After President Bush's farewell speech, John King said of Bush's program to fight AIDS in Africa, “Any liberal will tell you it has been a dramatic success.” However, progressives and health organizations have criticized the legislation that authorized the program, which originally required that 33 percent of funds be spent on abstinence-until-marriage education -- a provision the Bush administration reportedly lobbied Congress to add.
Ignoring contrary evidence, CNN's King said of Bush's African AIDS program: “Any liberal will tell you it has been a dramatic success”
Written by Dianna Parker
Published
In an analysis of President Bush's farewell speech on the January 15 edition of CNN's Campbell Brown: No Bias, No Bull, chief national correspondent John King said of Bush's program to fight AIDS in Africa, “Any liberal will tell you it has been a dramatic success.” However, progressives and health organizations have, in fact, been critical of the legislation that authorized the President's Emergency Plan for AIDS Relief (PEPFAR), which required that starting in fiscal year 2006, 33 percent of funds for AIDS prevention be spent on abstinence-until-marriage education -- a provision the Bush administration reportedly lobbied Congress to add.
As Media Matters for America has documented, according to many of the government officials responsible for managing PEPFAR abroad, as well as the Institute of Medicine, the Government Accountability Office, and the Center for Public Integrity (CPI), the abstinence-until-marriage education requirement hindered PEPFAR's effectiveness in preventing the spread of AIDS. Congress removed the requirement when it reauthorized PEPFAR in 2008.
In a November 2006 report titled “Bush's AIDS Initiative: Too Little Choice, Too Much Ideology,” the CPI stated that PEPFAR “has enabled his administration to funnel tens of millions of dollars to Christian faith-based organizations that support his ideology and form his political base.” The report quoted Dr. Paul Zeitz, executive director of the Global AIDS Alliance, asserting that PEPFAR “is failing to stop the global spread of AIDS and failing to help lead the world to stop this deadly disease. ... We have a flawed framework with flawed policies that have kept us from being where we should be by now.”
From the January 15 edition of CNN's Campbell Brown: No Bias, No Bull:
CAMPBELL BROWN (host): And John, of course, you covered this president for almost a decade. What was your reaction as he said goodbye tonight?
KING: That is George W. Bush, Campbell. You covered him as well. And he is a president who has become known to many Americans as almost a black-and-white figure. He said it himself: Good and evil is how he casts things. Some people don't like that. He was the president who said, “Dead or alive.” He was the president who said, “Bring it on.”
People have often seen him in the biggest battles of the presidency as a black-and-white, with-me-or-against-me kind of guy, but he's a lot more complicated than that. And, yes, you know, the economic collapse, Katrina, Iraq are stains on his legacy at the moment. He thinks history will judge him more kindly, but without a doubt, he leaves with those stains on his legacy.
But he also mentioned the program to fight AIDS in Africa. Any liberal will tell you it has been a dramatic success. He believes he has made a decent impact on public schools here in the United States. And he is a gentleman, to follow up on Wolf's point. Whatever you think of him politically, he is a gentleman. And his tribute to Barack Obama was genuine.

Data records
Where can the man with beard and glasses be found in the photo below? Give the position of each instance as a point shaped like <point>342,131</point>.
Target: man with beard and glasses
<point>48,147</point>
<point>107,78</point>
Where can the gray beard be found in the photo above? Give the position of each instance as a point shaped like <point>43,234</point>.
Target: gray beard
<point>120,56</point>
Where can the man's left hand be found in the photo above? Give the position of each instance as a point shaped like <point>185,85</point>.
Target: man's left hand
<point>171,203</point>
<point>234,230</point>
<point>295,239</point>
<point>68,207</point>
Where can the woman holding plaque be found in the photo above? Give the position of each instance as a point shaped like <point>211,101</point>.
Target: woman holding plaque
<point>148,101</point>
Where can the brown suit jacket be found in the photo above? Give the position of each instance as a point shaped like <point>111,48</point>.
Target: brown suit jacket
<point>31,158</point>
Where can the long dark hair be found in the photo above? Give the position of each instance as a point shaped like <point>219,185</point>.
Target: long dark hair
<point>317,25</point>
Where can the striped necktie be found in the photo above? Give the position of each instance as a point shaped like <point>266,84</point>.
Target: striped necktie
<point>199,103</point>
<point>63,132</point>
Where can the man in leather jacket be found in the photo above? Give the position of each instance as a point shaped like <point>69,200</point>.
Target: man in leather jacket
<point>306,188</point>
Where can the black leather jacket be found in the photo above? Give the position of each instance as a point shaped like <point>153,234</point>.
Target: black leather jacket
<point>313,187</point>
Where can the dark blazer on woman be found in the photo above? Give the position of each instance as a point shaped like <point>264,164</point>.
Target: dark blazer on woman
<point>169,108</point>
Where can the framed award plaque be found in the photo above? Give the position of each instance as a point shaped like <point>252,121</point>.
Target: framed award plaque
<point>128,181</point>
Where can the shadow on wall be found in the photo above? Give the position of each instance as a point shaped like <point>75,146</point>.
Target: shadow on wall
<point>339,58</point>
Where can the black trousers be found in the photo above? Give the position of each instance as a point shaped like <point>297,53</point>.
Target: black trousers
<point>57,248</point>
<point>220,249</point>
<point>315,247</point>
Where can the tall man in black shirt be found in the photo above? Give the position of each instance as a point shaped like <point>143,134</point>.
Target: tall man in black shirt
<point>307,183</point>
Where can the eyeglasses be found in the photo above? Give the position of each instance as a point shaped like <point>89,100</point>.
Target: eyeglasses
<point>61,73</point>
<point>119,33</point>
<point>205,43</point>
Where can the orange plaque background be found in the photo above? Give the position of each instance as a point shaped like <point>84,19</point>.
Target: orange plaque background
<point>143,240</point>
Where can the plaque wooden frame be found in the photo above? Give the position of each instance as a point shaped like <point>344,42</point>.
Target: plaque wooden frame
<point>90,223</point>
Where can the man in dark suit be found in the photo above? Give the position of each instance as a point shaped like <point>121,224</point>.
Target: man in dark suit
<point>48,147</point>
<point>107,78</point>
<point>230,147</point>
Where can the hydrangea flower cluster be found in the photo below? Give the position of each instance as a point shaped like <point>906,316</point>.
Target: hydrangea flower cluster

_Exercise goal:_
Why, according to the article about John King's remark on Bush's AIDS program, have progressives and health organizations criticized the law that authorized PEPFAR?

_Solution for this exercise:_
The law required that, starting in fiscal year 2006, 33 percent of PEPFAR's AIDS prevention funds be spent on abstinence-until-marriage education, a provision the Bush administration reportedly lobbied Congress to add. Many officials who managed PEPFAR abroad, along with the Institute of Medicine, the Government Accountability Office, and the Center for Public Integrity, said this requirement hindered the program's effectiveness in preventing the spread of AIDS.